[Your goal] Look through the entries below for the line with "# test: indicate" and the line with "point: sky -- mark one dot per instance", then give again exactly those two lines and all lines between them, minus the pictures.

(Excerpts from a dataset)
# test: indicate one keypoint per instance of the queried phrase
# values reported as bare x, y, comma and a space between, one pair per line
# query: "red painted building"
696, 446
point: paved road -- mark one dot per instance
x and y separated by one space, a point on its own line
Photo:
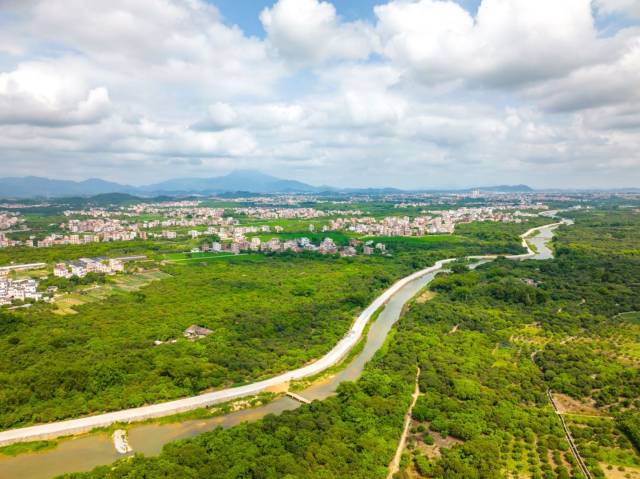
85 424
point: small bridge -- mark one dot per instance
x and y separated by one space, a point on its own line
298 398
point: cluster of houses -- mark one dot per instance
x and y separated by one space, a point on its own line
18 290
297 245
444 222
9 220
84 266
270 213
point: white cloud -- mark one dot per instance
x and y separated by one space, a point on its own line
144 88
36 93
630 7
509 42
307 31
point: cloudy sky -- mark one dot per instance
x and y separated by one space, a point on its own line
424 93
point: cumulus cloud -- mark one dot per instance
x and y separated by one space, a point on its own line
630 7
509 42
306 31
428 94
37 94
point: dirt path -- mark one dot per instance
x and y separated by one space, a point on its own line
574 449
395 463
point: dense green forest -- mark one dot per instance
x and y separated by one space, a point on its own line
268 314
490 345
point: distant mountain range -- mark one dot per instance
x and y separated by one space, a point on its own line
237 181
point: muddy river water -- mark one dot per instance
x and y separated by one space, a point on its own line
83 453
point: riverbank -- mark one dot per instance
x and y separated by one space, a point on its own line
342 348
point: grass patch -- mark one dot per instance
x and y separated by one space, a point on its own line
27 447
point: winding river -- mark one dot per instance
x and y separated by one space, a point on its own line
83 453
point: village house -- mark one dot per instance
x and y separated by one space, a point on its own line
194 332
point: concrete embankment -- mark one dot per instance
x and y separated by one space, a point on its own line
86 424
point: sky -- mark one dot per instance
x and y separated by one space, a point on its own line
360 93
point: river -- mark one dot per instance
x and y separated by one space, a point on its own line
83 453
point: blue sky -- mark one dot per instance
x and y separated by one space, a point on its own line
--
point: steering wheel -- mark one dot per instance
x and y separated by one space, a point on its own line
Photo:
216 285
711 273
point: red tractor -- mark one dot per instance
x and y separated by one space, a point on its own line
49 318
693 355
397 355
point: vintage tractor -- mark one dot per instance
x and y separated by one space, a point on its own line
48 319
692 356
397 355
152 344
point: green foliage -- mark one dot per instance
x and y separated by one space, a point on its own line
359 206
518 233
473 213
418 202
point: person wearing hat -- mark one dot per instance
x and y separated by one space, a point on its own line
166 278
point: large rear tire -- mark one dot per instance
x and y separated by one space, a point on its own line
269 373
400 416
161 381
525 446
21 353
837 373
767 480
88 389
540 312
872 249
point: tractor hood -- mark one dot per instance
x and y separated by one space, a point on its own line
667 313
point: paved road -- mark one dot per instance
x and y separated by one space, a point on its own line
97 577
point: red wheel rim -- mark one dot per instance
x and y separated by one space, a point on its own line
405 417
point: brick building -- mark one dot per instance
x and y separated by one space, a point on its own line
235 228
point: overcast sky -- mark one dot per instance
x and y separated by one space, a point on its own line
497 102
==
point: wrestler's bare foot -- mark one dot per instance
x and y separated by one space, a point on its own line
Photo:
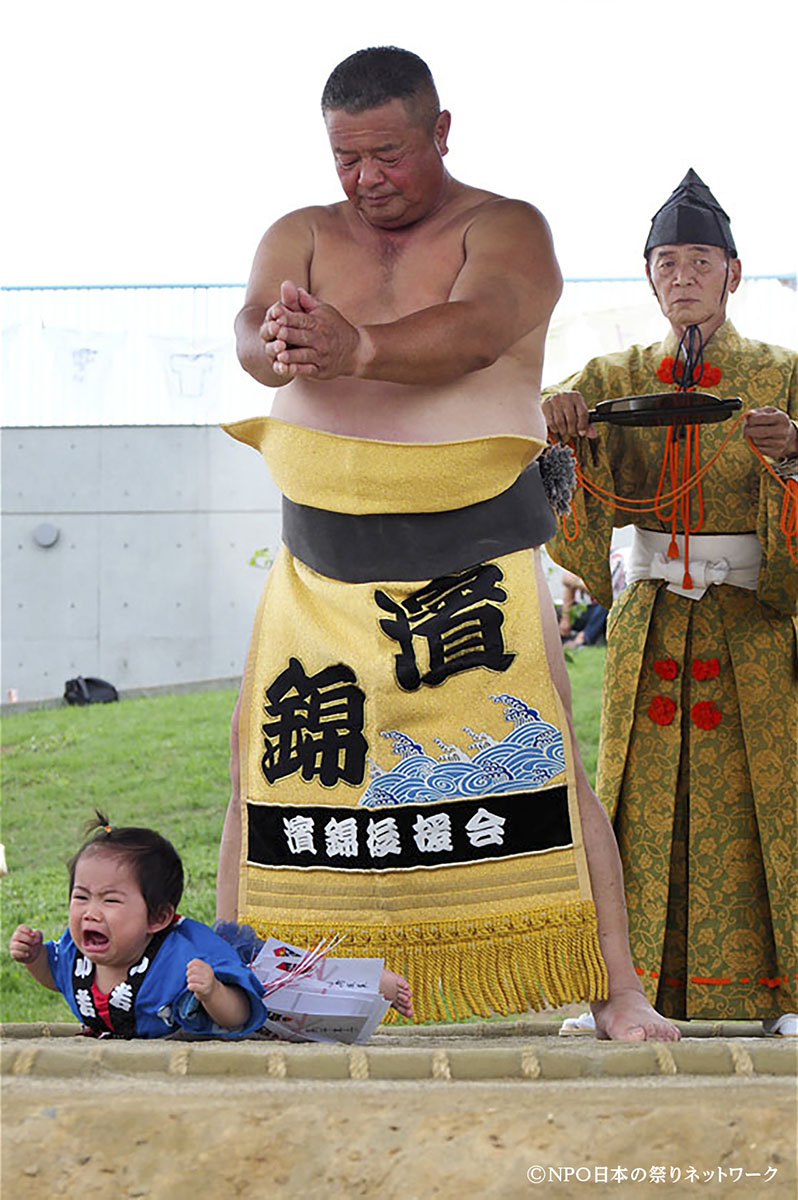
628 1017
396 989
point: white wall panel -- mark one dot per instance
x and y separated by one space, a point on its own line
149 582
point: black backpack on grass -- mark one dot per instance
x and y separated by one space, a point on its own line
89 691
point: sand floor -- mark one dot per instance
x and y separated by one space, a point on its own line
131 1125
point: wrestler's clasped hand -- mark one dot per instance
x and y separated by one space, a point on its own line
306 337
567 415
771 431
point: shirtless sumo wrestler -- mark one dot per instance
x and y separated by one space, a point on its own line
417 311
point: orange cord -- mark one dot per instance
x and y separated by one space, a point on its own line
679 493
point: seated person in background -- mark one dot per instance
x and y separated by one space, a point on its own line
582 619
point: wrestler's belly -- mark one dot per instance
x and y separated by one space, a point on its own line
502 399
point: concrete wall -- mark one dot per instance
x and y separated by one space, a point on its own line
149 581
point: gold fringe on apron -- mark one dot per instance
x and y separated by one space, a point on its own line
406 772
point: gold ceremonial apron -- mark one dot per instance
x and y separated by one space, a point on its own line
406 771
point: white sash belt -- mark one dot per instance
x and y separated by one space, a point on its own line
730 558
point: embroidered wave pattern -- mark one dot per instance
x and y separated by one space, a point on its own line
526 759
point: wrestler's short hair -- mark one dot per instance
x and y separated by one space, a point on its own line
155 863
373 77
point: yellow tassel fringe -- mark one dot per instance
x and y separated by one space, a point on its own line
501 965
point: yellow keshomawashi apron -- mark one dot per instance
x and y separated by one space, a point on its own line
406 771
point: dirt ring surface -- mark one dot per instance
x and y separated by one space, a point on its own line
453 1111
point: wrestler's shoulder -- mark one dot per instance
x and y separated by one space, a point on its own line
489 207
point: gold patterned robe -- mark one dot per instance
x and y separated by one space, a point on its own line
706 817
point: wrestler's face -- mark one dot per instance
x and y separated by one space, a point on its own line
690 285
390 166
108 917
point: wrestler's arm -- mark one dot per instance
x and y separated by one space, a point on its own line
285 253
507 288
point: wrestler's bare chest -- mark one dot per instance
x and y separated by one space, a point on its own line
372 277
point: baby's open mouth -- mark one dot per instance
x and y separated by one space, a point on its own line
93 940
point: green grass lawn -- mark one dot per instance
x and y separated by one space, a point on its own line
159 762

[Worked solution]
# test: indicate one keypoint per instance of the queried phrase
# values reported as bare x, y, comma and a space between, one pair per line
# query: "red painted building"
696, 446
point: paved road -- mark one dot per instance
x and y separated by one space, a point on its own line
Photo:
85 424
point: small bridge -- mark one dot per instance
x and y separated by one space, a point on its own line
298 398
point: cluster of houses -- mark one dot per instance
x and y separated by one space, a point on its own line
18 290
297 245
444 222
9 220
84 266
270 213
point: white cloud -- mark one dot per instance
x and y separated by one space, a point on its own line
144 88
36 93
630 7
509 42
307 31
point: cloudy sky -- mark one dot per instance
x and y separated by one space, a point on its own line
424 93
point: cumulus cloud -- mark one dot per instance
x and y separated by one space, a point on its own line
630 7
509 42
306 31
428 94
37 94
point: dirt path -- mark one dot per instance
x and y separated by one space, a point on its own line
574 449
395 463
point: dense green forest -- mark one dot per instance
x and y separated by one space, a point on its own line
268 314
490 345
point: distant mountain range -- mark one dot per instance
x and y separated by one space, a point on its own line
237 181
point: muddy river water -- mark one dot per instance
x and y separated by one space, a point on its own line
83 453
point: riverbank -- mark one dot per instance
x and y separated by one space, a point on its own line
342 348
point: grass patch -- mark one dot per instance
x and y separated by one space, a point on its own line
27 447
point: winding river -- mark one dot per instance
x and y separated by one space, a point on its own line
83 453
point: village house -- mark one dot per instance
x and y separated by one space, a point on its own line
194 332
point: concrete embankment -- mark one dot per instance
x and y separated by one space, a point on its own line
86 424
point: sky -- mark one dot per instance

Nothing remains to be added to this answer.